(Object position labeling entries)

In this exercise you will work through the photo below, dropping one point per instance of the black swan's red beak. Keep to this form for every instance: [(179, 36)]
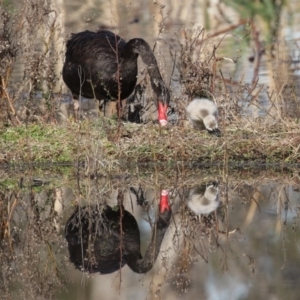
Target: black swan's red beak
[(162, 113), (164, 201)]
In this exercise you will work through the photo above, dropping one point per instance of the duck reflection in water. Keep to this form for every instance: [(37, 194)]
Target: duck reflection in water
[(204, 199), (103, 239)]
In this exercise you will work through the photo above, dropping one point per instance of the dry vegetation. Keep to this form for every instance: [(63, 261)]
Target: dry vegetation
[(273, 137)]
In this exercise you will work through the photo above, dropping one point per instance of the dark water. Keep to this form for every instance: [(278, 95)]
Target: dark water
[(251, 251)]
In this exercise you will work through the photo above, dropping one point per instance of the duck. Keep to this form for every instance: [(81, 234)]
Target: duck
[(104, 239), (102, 65), (203, 114), (204, 199)]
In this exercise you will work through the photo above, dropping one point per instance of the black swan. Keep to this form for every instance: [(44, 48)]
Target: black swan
[(203, 114), (204, 199), (104, 239), (102, 65)]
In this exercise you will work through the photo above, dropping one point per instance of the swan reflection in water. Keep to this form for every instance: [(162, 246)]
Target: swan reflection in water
[(104, 239)]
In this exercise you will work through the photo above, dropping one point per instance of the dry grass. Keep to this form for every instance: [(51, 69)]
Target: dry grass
[(133, 144)]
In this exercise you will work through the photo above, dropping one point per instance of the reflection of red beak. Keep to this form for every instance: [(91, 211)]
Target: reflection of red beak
[(162, 113), (164, 201)]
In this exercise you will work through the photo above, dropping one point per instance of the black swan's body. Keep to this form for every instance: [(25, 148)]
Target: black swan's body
[(105, 239), (101, 65)]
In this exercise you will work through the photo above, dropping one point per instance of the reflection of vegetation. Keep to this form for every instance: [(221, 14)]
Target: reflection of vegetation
[(269, 11)]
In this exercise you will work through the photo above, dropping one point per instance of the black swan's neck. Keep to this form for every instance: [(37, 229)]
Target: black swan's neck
[(144, 264), (141, 47)]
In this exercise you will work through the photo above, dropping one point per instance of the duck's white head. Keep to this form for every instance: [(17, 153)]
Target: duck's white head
[(211, 124)]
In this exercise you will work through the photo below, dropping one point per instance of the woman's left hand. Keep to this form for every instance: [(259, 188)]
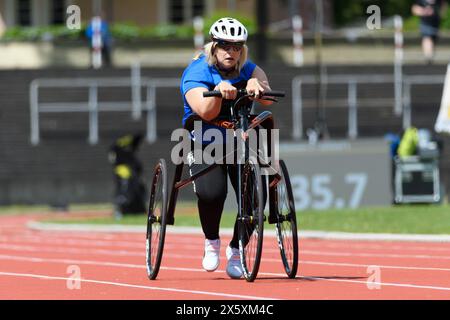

DESCRIPTION OF THE TASK =
Convert the entries above into a numbered list, omitting any blank lines. Leave the pictures out of your answer.

RIGHT ANSWER =
1. In this exercise you will work through the photo below, dropping one point per instance of the black swan's red beak. Keep to this form for every instance: [(179, 36)]
2. Target: black swan's red beak
3. [(162, 113), (164, 201)]
4. In this exercise you will work through the photo above, dropping one point per instance of the duck reflection in water. Keep to this form for every instance: [(37, 194)]
5. Target: duck reflection in water
6. [(204, 199), (103, 239)]
7. In this exercise you will work through the photo above, dropping one point per instance of the dry vegetation. Keep to this form for every instance: [(63, 261)]
8. Target: dry vegetation
9. [(273, 137)]
10. In this exercise you will work through the photo above, dropping one point per instance of the dark water. Keep to this form for every instance: [(278, 95)]
11. Target: dark water
12. [(251, 251)]
13. In this exercise you will work through the photo above, dropping one point per instance of the duck. Keep to this form for every instance: [(81, 234)]
14. Target: duck
15. [(104, 239), (102, 65), (203, 114), (204, 199)]
16. In this exercise you will work through the photo above, dropping one point per instance of the black swan. Keep to this form for every instance: [(44, 48)]
17. Target: black swan
18. [(203, 114), (204, 199), (104, 239), (102, 65)]
19. In this exercise you will work through the photo above, dropping one point per instance of the swan reflection in water. Keep to this form for every instance: [(162, 246)]
20. Target: swan reflection in water
21. [(104, 239)]
22. In this exercise you will work through the photo above, dropping one point per instance of the dry grass. Keep to this form for every instance: [(51, 69)]
23. Target: dry grass
24. [(133, 144)]
25. In this exercise you will work through the photo above, dropping one point per instance of the reflection of red beak. Keep to this form for every instance: [(91, 211)]
26. Target: reflection of red beak
27. [(162, 113), (164, 201)]
28. In this exercise you will work through the photo above, dropping one point per instance of the black swan's body. Keep to this form for every instance: [(25, 148)]
29. Target: black swan's body
30. [(105, 239), (101, 65)]
31. In this exercise you will work through the photo above, dropping one point per instance of the reflection of vegetation. Keep to this form for every instance: [(221, 14)]
32. Target: reflection of vegetation
33. [(269, 11)]
34. In this exercise you will work through the photo above, dropping one point per instance of the black swan's neck. Keep to this form for every instance: [(37, 229)]
35. Target: black swan's neck
36. [(144, 264), (141, 47)]
37. In this exercise you will work through the photo above, dropping one point per instance of the duck's white head. Keep to this form for every instance: [(17, 153)]
38. Target: duck's white head
39. [(211, 124)]
40. In this exercise you will work through the photo below, dropping one point per instance of the woman's left hand. Keep to this form for every instance: [(259, 188)]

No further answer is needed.